## EXERCISE DATA
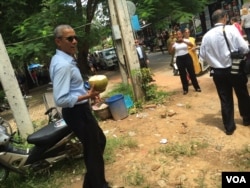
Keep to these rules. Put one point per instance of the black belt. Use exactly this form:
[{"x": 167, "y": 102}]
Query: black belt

==

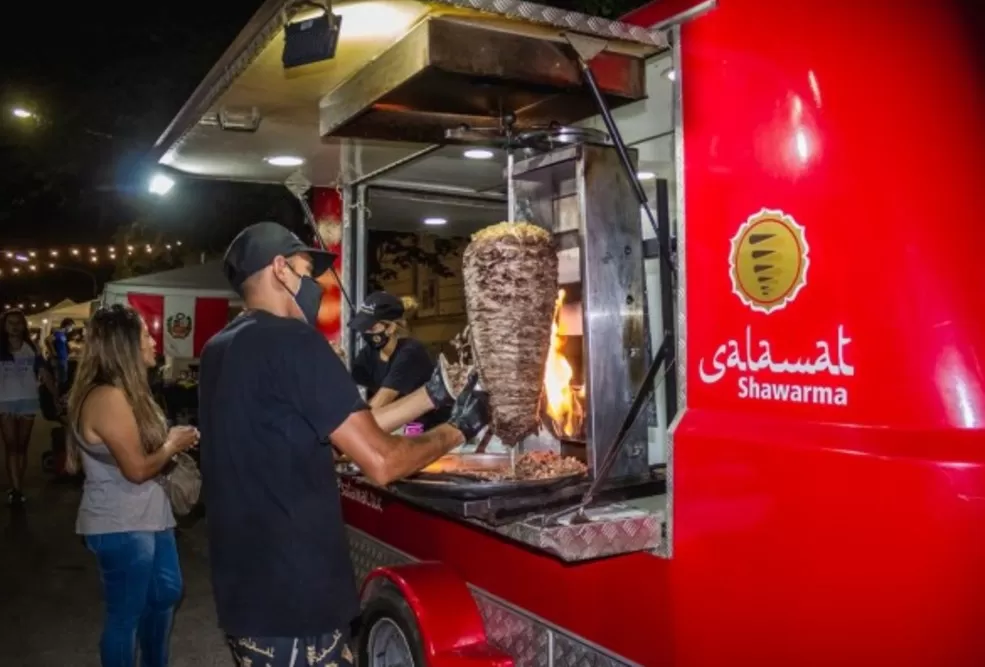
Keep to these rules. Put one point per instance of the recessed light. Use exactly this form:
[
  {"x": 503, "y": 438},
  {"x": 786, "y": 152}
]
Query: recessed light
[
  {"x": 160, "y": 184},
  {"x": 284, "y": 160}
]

==

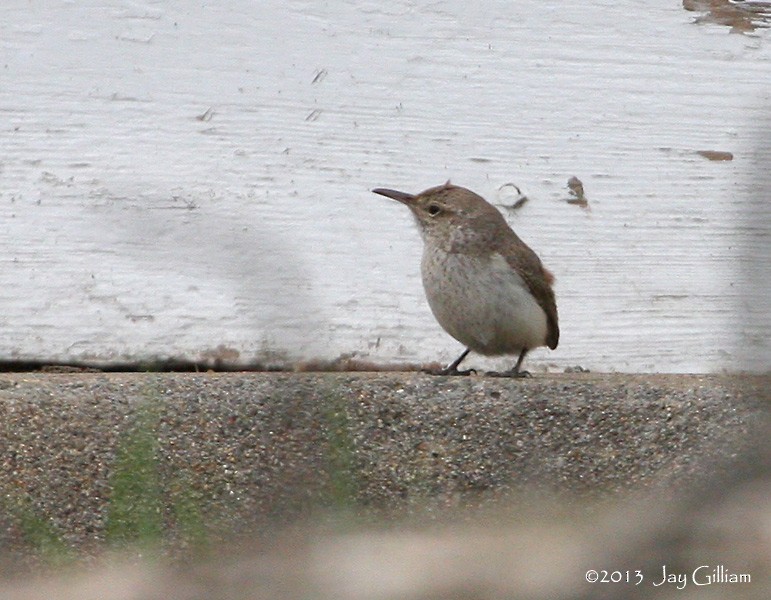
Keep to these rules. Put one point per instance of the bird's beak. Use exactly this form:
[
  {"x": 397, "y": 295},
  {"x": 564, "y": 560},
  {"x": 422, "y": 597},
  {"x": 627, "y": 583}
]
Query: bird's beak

## WHAT IS REQUIRED
Return exactly, and only, the lines above starting at the line that contains "of the black" and ending at the line that contains "Query: black belt".

## SOLVED EXERCISE
Keep to these rules. Put one point per instance of the black belt. Use exactly this form:
[{"x": 167, "y": 102}]
Query: black belt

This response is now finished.